[Instruções da tarefa] Reproduza, sem alterações, o trecho do texto fornecido que começa em "Existem dois tipos" e vai até "emocional ou psicológica.", inclusive.

[Texto fornecido]
__________________________________________________
David Touger contratou um psiquiatra para avaliar o estado mental de Renato Seabra. Na última aparição em tribunal, a 29 de Abril, o advogado explicou que aguardava o parecer do médico para determinar se iria avançar para a defesa psiquiátrica.
Existem dois tipos de defesa psiquiátrica: o advogado poderá alegar insanidade, argumentando que o seu cliente não tinha consciência de estar a cometer um crime; ou alegar que ele agiu sob a influência de uma "perturbação emocional extrema", isto é, que foi dominado por uma violenta pressão emocional ou psicológica.
Um exemplo comum de "perturbação emocional extrema" é um caso de violência doméstica, sugere Paul da Silva. "Imagine uma mulher que tem sido maltratada pelo marido ou namorado durante anos e anos: um dia, depois de lhe bater, ele cai bêbado na cama, e ela pega numa faca ou numa pistola e mata-o. Essa mulher está num estado psicológico muito diferente do que um indivíduo que decide fazer um assalto à mão armada e matar alguém com um tiro na cabeça. E o nosso sistema legal reconhece isso. A punição é menor no primeiro caso do que no segundo."
__________________________________________________
[Dados fornecidos]
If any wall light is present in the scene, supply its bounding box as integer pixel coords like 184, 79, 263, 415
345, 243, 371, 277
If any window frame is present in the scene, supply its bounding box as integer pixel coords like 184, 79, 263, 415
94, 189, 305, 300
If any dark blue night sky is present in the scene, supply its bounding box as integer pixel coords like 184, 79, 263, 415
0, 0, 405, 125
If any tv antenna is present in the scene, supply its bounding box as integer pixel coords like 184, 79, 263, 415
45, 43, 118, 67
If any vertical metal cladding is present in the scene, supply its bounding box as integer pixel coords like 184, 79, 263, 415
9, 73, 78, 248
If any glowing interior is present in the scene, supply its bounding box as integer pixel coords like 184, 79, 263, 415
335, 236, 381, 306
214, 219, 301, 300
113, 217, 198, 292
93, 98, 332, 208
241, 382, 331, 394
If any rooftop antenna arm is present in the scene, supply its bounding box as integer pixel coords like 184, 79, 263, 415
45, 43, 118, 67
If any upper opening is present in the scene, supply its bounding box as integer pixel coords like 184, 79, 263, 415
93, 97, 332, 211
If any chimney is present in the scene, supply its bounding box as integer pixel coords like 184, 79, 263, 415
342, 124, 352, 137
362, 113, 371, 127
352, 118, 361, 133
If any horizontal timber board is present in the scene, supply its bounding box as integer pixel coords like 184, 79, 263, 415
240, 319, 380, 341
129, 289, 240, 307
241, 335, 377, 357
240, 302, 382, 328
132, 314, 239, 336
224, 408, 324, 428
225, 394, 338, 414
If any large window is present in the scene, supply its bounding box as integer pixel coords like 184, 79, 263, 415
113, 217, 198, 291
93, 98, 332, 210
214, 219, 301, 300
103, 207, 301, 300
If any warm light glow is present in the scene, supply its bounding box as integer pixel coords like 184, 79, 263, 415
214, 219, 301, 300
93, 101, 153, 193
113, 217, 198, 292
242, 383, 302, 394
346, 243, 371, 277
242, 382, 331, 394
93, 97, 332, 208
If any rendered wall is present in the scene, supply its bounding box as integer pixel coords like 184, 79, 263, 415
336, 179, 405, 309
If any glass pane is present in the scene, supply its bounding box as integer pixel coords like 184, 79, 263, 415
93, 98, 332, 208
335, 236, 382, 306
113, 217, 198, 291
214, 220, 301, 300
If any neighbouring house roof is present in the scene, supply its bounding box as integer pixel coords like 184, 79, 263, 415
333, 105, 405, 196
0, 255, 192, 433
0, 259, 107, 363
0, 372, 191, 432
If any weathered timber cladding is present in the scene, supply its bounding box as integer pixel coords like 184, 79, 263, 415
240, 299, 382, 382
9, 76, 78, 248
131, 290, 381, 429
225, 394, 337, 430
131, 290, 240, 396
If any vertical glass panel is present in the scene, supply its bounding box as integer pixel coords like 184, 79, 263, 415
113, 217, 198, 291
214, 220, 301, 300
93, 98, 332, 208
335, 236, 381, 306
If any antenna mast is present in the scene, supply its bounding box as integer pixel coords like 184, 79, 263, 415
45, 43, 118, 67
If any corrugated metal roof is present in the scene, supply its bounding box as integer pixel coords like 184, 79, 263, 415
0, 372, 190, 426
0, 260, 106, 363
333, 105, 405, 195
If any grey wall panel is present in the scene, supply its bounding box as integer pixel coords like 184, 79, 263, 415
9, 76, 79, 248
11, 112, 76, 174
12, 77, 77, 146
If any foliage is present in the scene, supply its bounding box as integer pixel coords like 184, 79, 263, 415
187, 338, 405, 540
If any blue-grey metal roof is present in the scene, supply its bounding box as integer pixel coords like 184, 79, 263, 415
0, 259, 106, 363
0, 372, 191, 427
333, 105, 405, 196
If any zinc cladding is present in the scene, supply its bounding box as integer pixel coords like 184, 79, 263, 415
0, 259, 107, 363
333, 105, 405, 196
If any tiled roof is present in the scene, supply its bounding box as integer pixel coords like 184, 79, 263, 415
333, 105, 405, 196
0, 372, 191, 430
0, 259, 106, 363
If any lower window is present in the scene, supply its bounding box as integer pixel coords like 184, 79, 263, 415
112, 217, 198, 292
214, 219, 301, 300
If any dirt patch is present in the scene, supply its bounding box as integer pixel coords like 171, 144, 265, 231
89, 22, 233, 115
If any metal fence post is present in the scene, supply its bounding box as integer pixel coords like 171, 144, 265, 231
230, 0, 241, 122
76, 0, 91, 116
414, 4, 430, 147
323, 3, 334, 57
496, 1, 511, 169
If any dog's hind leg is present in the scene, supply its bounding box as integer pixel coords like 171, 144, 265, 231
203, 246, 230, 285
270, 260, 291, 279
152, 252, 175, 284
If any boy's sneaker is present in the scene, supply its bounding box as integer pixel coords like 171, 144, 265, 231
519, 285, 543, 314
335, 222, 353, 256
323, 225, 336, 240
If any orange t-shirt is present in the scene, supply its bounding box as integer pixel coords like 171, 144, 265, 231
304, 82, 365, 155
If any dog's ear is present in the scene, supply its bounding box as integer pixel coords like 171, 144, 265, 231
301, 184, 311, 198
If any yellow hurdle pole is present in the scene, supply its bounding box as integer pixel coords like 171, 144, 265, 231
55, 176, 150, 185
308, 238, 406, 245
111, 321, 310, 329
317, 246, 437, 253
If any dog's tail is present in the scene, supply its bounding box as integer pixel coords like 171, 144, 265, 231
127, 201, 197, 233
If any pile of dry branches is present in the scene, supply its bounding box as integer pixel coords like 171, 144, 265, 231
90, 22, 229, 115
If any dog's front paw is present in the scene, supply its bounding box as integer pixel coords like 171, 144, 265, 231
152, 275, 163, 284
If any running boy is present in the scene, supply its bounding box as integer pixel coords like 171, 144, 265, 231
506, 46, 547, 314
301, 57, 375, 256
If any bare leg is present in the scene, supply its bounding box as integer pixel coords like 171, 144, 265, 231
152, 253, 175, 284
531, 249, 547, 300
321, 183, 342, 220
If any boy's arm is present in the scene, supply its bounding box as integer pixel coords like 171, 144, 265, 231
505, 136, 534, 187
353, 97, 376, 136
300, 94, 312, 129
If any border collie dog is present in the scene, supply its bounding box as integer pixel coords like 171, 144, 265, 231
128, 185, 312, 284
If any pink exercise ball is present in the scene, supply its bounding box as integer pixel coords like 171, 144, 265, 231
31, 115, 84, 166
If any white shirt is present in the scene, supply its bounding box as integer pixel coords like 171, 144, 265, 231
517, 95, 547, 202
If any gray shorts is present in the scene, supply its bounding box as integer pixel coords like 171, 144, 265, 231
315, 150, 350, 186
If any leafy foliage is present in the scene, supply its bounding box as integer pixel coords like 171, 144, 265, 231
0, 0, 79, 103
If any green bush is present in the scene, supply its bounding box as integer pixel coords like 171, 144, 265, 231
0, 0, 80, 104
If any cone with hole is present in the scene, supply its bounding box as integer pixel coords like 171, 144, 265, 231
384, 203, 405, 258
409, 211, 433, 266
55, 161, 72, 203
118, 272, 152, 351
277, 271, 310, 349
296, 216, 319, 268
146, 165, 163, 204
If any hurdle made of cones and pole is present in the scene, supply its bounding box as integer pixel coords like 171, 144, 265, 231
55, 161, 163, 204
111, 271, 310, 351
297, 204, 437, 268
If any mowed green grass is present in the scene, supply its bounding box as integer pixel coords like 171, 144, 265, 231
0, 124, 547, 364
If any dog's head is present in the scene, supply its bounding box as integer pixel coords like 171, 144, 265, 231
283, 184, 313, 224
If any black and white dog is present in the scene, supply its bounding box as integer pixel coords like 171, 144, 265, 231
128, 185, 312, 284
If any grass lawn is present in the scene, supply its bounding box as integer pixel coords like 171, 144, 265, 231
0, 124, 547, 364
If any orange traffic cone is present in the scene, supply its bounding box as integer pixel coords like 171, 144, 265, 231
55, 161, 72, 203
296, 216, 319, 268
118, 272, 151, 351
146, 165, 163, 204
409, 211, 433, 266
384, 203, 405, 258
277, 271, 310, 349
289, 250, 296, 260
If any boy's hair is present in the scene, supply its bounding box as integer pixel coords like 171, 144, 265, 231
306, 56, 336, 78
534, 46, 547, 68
__________________________________________________
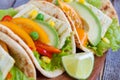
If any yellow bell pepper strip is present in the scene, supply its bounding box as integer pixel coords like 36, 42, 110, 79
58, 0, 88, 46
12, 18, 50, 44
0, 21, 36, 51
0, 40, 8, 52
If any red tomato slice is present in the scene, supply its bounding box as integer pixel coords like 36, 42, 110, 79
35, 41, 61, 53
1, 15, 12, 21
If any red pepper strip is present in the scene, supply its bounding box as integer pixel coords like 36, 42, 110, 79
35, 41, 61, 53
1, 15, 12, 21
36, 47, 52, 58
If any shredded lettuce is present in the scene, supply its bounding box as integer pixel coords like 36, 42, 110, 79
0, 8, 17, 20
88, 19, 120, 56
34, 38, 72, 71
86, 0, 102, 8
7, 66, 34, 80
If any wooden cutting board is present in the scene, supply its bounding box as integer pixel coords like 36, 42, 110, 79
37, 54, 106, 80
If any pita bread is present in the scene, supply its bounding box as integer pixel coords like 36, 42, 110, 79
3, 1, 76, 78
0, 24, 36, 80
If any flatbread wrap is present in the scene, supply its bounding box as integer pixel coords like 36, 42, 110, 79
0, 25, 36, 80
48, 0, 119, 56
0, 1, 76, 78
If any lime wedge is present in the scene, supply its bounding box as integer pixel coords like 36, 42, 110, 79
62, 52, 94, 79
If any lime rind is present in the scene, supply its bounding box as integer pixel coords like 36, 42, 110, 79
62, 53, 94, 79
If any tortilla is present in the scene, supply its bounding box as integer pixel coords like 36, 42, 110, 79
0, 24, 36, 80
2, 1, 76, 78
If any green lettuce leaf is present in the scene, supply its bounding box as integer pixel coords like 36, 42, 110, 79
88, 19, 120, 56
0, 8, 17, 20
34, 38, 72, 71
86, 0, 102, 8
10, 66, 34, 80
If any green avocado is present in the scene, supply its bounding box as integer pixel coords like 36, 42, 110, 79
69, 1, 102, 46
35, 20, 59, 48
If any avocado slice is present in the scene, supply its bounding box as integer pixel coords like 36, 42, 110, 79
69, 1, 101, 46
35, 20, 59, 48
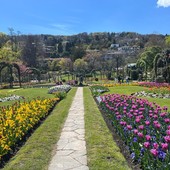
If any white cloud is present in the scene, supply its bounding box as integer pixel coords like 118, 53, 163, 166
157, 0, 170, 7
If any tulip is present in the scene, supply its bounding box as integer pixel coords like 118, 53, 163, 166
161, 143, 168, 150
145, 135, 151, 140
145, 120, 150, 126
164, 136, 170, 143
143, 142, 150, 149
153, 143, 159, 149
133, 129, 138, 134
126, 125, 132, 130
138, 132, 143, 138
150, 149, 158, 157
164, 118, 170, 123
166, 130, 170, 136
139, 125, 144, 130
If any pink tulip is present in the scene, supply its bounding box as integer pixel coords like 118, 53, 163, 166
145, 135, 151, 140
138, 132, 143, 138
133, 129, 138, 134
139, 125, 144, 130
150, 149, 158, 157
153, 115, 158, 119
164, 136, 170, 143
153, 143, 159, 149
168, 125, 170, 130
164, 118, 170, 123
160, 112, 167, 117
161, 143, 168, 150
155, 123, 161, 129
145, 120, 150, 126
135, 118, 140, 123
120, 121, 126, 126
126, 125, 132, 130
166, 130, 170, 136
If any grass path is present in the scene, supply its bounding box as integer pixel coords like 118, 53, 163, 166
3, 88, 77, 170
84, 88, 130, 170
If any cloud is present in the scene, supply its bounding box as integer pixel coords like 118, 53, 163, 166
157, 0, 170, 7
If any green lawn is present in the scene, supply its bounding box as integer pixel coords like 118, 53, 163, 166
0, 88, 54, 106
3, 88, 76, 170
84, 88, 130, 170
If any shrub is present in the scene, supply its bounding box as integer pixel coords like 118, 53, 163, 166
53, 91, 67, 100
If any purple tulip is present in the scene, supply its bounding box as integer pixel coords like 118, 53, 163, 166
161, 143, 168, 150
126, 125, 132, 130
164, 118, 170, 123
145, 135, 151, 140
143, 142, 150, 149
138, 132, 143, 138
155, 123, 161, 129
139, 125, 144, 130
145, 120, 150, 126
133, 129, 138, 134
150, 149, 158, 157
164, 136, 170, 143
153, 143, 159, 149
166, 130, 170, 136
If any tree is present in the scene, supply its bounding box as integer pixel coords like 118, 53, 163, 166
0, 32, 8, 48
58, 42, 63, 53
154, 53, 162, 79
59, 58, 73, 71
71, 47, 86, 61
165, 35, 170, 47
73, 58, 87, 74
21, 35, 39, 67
__________________________________________________
[Resposta ao exercício]
Existem dois tipos de defesa psiquiátrica: o advogado poderá alegar insanidade, argumentando que o seu cliente não tinha consciência de estar a cometer um crime; ou alegar que ele agiu sob a influência de uma "perturbação emocional extrema", isto é, que foi dominado por uma violenta pressão emocional ou psicológica.